* _INSTRUCTIONS TO FOLLOW_
Could you repeat every line from the one containing "Can you box every floral wallpaper" through the last line below, scaling each bounding-box coordinate by 0.5 and rounding it to a whole number, with halves rounded up?

## begin INFORMATION SHOWN

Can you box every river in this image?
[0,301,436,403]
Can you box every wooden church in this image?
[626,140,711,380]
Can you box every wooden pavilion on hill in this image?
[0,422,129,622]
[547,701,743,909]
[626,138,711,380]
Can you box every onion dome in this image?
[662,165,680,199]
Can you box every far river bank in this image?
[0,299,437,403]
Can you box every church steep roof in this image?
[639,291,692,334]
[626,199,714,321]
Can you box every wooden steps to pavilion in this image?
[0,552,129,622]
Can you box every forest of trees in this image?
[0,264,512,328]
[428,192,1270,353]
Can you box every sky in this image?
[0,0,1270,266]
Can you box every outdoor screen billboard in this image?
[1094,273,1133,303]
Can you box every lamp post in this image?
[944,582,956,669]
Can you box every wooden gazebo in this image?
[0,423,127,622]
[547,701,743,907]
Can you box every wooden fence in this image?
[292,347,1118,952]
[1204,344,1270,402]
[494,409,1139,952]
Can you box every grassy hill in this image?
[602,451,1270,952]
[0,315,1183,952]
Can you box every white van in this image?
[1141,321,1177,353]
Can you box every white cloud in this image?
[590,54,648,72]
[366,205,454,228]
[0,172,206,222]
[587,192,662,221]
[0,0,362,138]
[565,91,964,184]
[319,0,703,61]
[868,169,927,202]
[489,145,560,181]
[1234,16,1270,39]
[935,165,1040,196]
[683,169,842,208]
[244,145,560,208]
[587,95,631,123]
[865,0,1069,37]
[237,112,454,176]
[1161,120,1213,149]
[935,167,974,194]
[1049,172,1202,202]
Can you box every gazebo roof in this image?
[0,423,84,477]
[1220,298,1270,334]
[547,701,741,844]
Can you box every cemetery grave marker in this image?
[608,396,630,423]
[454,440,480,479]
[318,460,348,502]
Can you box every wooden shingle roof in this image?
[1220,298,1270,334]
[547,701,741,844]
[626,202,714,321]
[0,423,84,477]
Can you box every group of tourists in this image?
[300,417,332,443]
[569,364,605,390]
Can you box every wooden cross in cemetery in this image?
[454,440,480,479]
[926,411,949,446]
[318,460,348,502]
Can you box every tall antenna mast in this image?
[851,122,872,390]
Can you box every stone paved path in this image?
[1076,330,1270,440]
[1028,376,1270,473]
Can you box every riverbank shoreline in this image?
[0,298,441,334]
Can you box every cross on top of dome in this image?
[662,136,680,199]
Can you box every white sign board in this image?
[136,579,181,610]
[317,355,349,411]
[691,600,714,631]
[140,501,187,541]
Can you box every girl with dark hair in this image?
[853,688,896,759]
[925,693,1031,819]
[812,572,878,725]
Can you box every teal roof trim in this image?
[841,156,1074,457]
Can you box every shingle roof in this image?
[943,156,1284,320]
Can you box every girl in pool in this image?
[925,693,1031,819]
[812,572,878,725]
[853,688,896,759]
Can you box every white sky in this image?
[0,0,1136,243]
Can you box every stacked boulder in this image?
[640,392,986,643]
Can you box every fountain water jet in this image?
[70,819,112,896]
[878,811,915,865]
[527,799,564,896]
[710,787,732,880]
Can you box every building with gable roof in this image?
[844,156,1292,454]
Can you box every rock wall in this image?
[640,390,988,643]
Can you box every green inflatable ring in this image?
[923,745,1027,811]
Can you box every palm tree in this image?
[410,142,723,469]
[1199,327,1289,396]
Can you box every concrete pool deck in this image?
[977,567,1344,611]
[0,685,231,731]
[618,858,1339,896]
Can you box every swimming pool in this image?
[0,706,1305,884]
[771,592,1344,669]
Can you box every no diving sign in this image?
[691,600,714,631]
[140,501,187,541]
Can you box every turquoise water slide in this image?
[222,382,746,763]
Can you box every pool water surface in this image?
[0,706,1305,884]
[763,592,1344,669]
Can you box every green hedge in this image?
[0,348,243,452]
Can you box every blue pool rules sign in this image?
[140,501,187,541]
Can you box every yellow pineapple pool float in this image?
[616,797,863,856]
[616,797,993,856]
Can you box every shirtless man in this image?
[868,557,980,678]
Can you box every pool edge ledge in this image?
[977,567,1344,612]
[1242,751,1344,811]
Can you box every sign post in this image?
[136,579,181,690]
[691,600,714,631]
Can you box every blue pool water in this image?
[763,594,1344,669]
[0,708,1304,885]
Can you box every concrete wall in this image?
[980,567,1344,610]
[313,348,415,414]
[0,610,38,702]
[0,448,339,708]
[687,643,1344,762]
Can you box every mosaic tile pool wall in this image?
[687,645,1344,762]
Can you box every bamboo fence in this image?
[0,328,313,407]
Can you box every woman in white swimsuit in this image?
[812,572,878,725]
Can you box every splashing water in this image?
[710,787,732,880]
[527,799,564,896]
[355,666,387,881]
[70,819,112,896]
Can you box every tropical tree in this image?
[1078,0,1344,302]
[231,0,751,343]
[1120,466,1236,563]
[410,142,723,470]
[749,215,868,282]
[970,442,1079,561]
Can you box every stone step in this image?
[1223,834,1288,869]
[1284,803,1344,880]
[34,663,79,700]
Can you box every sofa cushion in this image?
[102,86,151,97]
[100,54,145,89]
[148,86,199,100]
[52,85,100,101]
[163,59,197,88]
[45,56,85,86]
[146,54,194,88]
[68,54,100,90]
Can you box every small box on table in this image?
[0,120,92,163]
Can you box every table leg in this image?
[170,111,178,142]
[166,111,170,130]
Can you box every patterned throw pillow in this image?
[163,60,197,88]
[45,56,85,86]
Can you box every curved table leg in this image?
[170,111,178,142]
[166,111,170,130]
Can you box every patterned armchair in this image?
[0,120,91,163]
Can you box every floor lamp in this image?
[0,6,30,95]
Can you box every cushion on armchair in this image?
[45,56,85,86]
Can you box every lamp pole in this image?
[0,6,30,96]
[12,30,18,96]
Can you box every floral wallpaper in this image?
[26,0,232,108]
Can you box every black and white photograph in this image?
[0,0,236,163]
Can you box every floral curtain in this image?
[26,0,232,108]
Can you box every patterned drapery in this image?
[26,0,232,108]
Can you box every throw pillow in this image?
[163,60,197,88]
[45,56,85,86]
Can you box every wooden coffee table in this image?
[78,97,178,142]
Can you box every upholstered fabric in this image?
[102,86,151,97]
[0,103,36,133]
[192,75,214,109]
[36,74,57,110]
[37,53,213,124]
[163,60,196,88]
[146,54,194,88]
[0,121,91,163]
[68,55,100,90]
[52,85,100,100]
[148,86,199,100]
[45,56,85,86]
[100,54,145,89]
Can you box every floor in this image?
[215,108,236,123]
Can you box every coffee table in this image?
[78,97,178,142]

## end INFORMATION SHOWN

* _RESPONSE FOR THIS EXERCISE_
Can you box every floral wallpaper in this image?
[13,0,116,54]
Can you box every black and white photograph in this image?
[0,0,118,82]
Can you box every floral curtain in this image?
[13,0,116,54]
Can you box every patterned drapery in this image?
[13,0,116,54]
Can you box every throw pillow in this image?
[82,30,99,44]
[23,28,43,43]
Can you box every wooden coffee table in this image?
[39,49,89,71]
Can you box every upholstered fabric in this image?
[51,43,76,49]
[0,52,18,67]
[96,38,107,55]
[18,37,29,55]
[19,27,107,62]
[82,30,98,44]
[73,27,97,44]
[0,61,46,82]
[34,28,50,45]
[26,43,50,50]
[74,43,100,50]
[23,28,43,43]
[50,27,73,45]
Can you box every floor in this image?
[108,54,118,62]
Can you box every coffee table in this image?
[39,49,89,71]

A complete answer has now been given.